> _Dataset records_
****************************************

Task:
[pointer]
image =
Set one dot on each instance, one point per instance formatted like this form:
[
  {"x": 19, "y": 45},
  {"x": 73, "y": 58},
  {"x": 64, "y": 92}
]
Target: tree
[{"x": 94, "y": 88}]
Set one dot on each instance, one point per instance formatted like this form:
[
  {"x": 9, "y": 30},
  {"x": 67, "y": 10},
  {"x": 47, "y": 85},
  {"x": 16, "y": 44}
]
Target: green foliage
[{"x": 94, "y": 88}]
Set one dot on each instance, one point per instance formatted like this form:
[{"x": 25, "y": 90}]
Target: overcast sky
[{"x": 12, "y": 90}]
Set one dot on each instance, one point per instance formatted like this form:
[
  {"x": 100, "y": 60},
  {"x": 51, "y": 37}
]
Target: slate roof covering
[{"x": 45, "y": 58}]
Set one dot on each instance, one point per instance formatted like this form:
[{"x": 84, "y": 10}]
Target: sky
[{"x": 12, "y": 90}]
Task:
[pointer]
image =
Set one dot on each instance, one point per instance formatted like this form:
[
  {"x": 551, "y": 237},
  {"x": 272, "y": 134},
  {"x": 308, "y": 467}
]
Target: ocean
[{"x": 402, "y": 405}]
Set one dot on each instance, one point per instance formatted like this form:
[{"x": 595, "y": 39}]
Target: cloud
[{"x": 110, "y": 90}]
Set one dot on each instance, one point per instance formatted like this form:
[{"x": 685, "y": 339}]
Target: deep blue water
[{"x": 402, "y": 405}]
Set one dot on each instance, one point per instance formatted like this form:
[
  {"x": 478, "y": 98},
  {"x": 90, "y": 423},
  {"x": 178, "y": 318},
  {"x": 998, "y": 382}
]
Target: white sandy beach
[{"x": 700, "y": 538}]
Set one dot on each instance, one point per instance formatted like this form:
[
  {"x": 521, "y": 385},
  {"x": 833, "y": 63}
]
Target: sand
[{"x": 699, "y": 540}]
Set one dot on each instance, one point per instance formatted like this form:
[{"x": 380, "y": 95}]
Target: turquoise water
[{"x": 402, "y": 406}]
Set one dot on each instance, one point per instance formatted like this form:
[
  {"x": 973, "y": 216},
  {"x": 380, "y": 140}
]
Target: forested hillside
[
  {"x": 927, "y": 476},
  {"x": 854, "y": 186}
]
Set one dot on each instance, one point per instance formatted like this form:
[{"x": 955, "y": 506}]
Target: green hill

****************************************

> _Exercise description_
Please repeat each entry exactly as written.

> _Reply to the exercise_
Task:
[pointer]
image =
Set one dot on each instance, one point per instance formatted like this form:
[
  {"x": 19, "y": 45},
  {"x": 73, "y": 58},
  {"x": 64, "y": 92}
]
Target: tree
[{"x": 94, "y": 88}]
Set one dot on each instance, one point per instance formatted like this form:
[
  {"x": 9, "y": 30},
  {"x": 67, "y": 10},
  {"x": 47, "y": 85},
  {"x": 16, "y": 44}
]
Target: green foliage
[{"x": 94, "y": 88}]
Set one dot on each instance, one point per instance formatted like this form:
[{"x": 25, "y": 90}]
Target: overcast sky
[{"x": 12, "y": 90}]
Set one dot on each instance, one point per instance formatted like this form:
[
  {"x": 100, "y": 60},
  {"x": 51, "y": 37}
]
Target: slate roof covering
[{"x": 45, "y": 58}]
Set one dot on each instance, one point per instance formatted like this form:
[{"x": 84, "y": 10}]
Target: sky
[{"x": 12, "y": 90}]
Task:
[pointer]
image =
Set one dot on each instance, one point per instance formatted like this form:
[
  {"x": 551, "y": 237},
  {"x": 272, "y": 134},
  {"x": 308, "y": 467}
]
Target: ocean
[{"x": 402, "y": 405}]
Set one dot on each instance, one point per instance formatted like this form:
[{"x": 595, "y": 39}]
Target: cloud
[{"x": 110, "y": 90}]
Set one dot on each instance, one point per instance formatted like this form:
[{"x": 685, "y": 339}]
Target: deep blue water
[{"x": 402, "y": 405}]
Set one dot on each instance, one point per instance formatted like this form:
[
  {"x": 478, "y": 98},
  {"x": 90, "y": 423},
  {"x": 178, "y": 318},
  {"x": 998, "y": 382}
]
Target: white sandy beach
[{"x": 700, "y": 538}]
Set one dot on each instance, one point per instance formatted like this form:
[
  {"x": 521, "y": 385},
  {"x": 833, "y": 63}
]
Target: sand
[{"x": 699, "y": 540}]
Set one dot on each instance, one point per instance formatted like this form:
[{"x": 380, "y": 95}]
Target: turquoise water
[{"x": 402, "y": 406}]
Set one dot on each instance, one point per instance formatted like this form:
[
  {"x": 973, "y": 216},
  {"x": 380, "y": 140}
]
Target: forested hillside
[
  {"x": 927, "y": 476},
  {"x": 854, "y": 186}
]
Set one dot on each instance, one point per instance formatted like this form:
[{"x": 955, "y": 506}]
Target: green hill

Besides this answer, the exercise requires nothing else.